>> START Provided information

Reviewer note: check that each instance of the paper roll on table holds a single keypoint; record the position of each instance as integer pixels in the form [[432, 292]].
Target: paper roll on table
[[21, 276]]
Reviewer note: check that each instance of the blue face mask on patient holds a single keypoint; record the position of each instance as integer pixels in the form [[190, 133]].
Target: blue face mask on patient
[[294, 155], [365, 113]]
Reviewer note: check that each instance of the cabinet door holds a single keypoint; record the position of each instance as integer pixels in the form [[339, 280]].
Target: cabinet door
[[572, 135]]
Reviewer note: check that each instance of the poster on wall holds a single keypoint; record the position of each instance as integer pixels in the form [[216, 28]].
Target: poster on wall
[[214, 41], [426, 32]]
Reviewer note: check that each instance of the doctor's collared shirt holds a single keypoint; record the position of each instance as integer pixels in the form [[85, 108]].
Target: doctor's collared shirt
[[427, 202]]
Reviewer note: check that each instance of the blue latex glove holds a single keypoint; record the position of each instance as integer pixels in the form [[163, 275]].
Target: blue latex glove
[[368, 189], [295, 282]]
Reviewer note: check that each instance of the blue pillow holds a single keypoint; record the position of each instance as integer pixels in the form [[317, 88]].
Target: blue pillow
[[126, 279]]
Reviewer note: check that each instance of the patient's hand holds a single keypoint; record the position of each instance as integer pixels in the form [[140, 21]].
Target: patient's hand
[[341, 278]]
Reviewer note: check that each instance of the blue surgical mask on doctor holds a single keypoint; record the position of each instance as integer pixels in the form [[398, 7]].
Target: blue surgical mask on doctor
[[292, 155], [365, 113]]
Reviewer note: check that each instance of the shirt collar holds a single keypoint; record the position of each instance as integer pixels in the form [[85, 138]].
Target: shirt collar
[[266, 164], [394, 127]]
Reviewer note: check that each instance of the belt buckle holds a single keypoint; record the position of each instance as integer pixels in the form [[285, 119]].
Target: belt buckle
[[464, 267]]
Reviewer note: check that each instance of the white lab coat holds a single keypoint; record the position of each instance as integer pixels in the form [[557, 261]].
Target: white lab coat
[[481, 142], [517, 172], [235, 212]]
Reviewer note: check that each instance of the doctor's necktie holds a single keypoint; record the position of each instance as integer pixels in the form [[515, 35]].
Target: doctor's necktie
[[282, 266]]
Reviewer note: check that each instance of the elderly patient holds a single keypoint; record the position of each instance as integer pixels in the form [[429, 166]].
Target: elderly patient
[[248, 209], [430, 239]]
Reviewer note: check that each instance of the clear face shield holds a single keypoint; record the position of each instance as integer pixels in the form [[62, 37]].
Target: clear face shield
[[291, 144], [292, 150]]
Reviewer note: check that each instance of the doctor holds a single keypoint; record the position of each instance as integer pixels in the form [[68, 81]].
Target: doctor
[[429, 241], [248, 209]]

>> END Provided information

The task: Please render the items as a two-column CSV with the headers entry and keypoints, starting at the line that contains "Reviewer note: check that each instance of the doctor's necktie" and ending at the end of the items. Give one row per item, with each field in double quotes and any line breaks replaced by spaces.

Result:
entry,keypoints
"Reviewer note: check that each instance of the doctor's necktie holds a single keypoint; record the position of each instance as integer pixels in the form [[515, 35]]. Target: doctor's necktie","[[282, 266]]"
"Reviewer note: check that each instance of the elderly patient holds a single keypoint; record the position of each instance as integer pixels in the form [[429, 166]]. Target: elderly patient","[[248, 209], [430, 239]]"
"Reviewer note: check that each instance of the clear face shield holds a single keypoint; record the position of each instance as integer pixels in the form [[62, 37]]. Target: clear face shield","[[291, 144], [292, 150]]"
"Reviewer note: check that each instance of the doctor holds a single keypoint; record the position of each instance as integer pixels in the form [[68, 81]]. Target: doctor","[[429, 241], [248, 209]]"